*Exercise description*
Retype the listing exactly, so that the copy matches it line for line.

*Information given*
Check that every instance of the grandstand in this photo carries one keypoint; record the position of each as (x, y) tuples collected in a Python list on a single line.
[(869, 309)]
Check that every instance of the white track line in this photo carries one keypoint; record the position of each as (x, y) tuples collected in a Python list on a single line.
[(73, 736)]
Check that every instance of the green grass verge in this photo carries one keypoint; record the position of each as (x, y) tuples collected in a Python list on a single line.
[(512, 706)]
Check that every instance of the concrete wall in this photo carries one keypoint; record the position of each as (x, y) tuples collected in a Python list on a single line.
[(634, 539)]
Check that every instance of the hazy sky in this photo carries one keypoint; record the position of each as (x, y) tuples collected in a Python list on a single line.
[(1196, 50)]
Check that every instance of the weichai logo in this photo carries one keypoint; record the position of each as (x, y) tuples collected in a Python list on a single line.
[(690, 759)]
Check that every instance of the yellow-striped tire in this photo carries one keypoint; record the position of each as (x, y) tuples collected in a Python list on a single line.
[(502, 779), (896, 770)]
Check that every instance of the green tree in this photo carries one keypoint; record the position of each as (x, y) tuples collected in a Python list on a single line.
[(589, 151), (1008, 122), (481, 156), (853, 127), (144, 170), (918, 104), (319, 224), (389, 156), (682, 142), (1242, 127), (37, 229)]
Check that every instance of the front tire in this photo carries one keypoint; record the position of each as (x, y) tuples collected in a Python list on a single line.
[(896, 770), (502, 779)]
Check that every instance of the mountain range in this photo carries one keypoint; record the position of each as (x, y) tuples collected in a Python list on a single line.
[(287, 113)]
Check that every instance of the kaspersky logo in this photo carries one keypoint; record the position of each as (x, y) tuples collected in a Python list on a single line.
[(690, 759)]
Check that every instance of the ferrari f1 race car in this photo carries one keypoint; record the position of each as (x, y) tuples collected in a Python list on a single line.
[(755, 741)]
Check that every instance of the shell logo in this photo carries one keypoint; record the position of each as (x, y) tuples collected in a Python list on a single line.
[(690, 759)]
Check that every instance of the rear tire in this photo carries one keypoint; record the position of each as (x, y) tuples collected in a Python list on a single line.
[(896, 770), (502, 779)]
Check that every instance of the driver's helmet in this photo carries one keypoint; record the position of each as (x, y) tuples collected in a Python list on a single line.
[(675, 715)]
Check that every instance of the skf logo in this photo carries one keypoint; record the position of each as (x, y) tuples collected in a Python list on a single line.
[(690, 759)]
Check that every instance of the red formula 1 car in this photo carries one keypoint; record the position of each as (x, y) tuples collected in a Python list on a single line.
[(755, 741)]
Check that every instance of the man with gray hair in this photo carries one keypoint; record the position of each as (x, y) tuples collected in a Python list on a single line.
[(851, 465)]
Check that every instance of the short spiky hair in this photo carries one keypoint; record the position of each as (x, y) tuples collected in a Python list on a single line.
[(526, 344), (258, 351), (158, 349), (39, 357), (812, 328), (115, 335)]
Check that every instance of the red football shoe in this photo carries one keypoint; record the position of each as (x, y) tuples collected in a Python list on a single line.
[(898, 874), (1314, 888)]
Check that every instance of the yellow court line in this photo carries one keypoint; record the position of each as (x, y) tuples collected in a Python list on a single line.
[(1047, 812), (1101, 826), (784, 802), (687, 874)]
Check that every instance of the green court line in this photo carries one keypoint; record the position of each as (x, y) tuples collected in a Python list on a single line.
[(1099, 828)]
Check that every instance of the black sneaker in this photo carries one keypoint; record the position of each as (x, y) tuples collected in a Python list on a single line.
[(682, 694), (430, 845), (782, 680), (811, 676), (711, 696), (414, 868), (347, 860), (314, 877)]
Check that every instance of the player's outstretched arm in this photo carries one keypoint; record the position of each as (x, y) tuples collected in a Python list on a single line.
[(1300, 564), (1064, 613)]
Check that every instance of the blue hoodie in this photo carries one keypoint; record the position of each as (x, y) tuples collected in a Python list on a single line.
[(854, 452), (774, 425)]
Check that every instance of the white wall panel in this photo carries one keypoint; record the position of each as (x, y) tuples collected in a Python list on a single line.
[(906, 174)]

*Response to this task*
Check that every instance of the grandstand in this photo carries one keypoint; record the position of each as (x, y) tuples collected in a Python list on a single line.
[(869, 309)]
Check that every instance of the white track line in this photo carries one keypoint; record the position of each as (x, y) tuples collected in a Python list on a single line.
[(73, 736)]
Check that every instance of the green grass verge in this photo carries one keypoint; record the position of each as (x, y) tuples collected in a Python list on a single line.
[(512, 706)]
Check that every instance of the concrete wall in this photo carries one keypoint; record the position of each as (x, y) tuples collected in a Python list on a single line.
[(634, 539)]
Check that every instance of the hazy sky in this photo carries one keypoint; record the position of each as (x, y) tuples collected in a Python list on a single line.
[(1196, 50)]
Check that every instance of the weichai logo in this photo carries one keypoint; record the position of each as (x, y) tuples collected in a Python list on a single line.
[(690, 759)]
Check that every instance of the yellow-striped tire in this photo carries one keypoint; record the position of each as (x, y) tuples collected in a Python list on a single line.
[(502, 779), (896, 770)]
Check that every instance of the green tree in this photo carries one keypoint; record the position of each as (x, y) tuples collected in a Python list on a single line.
[(589, 151), (1008, 122), (481, 156), (853, 127), (144, 170), (918, 104), (319, 224), (389, 156), (682, 142), (1242, 127), (37, 229)]
Check that every instance of the front tire in this photo carries one keypoint; record the position of each as (x, y) tuples collected in a Python list on a single line.
[(896, 770), (502, 779)]
Check that every instance of the mountain range in this photo carries one keypoint; record the position of each as (x, y) tuples collected in a Python list on a single line.
[(287, 113)]
Check that every instance of the kaspersky logo in this photo carries one keypoint; record the position of each as (x, y) tuples collected in a Python list on a single line.
[(690, 759)]
Check that every instance of the ferrari f1 race car in this photo carries one keypoint; record the position of each as (x, y) tuples collected in a Python list on a single line.
[(755, 741)]
Check that every instance of the shell logo in this photo carries one keypoint; record the position of each as (x, y) tuples collected in a Python list on a single line.
[(690, 759)]
Check that every instance of the rear tire in this photo carries one keypoint; record the position of each as (x, y) tuples collected in a Python list on a single line.
[(896, 770), (502, 779)]
Check that every instance of the driver's helmet in this photo carries one keypoint; record the position of each as (x, y) tuples collected in a Python list on a single line.
[(675, 715)]
Check that every instance of the skf logo in this photo carries one keypoint; record the position of each as (x, y) tuples collected in a Python list on a single line.
[(690, 759)]
Check that every instance of the red formula 1 car in this photo carries one keypoint; record the position of each as (x, y) tuples collected in a Python list on a single line.
[(755, 741)]
Check that every instance of the man with gray hair in this photo carries one keypoint; record the position of each as (x, y) tuples collected in a Python list on a single line.
[(851, 465)]
Check that every instance of the short spiky hair in this photo carries one keypoint; record the position of each as (x, y) tuples collected in a Python list on a single line.
[(526, 344), (258, 351), (158, 349), (39, 357), (812, 328), (115, 335)]
Check that every instance of the red football shoe in this photo carries one keypoint; record the position of each as (x, y) tuples collected in a Python list on a single line.
[(898, 874), (1314, 888)]
Check that every instance of the yellow court line in this photo carries one keypoint; record the position of each as (x, y) tuples collected in a Python list on a single line.
[(1047, 812), (1101, 826), (784, 802), (687, 874)]
Check that every instance of the green court line in this photo carries one keypoint; record the position of each as (x, y) tuples collected in a Python list on a single line.
[(1099, 828)]
Check that every instance of the black sneaker in this photo carries one keypoint; record the position of each as (x, y) tuples collected in a Python list on a single line.
[(682, 694), (430, 845), (782, 680), (811, 676), (711, 696), (414, 868), (347, 860), (314, 877)]
Check that every instance of the player's outstretched arm in this photo carries one keypoint; record the position of each as (x, y) tuples collected in a Python list on a single line.
[(1300, 564), (1064, 613)]
Check that every instance of the blue hoodie in this photo carries one keypoint; record the position of each as (x, y) tuples collected in a Python list on a single line.
[(854, 452), (774, 425)]
Check that every instance of the white wall panel in this photo carries one keypoint; record the position of each as (x, y) tuples collected in a Python list on a single line.
[(906, 174)]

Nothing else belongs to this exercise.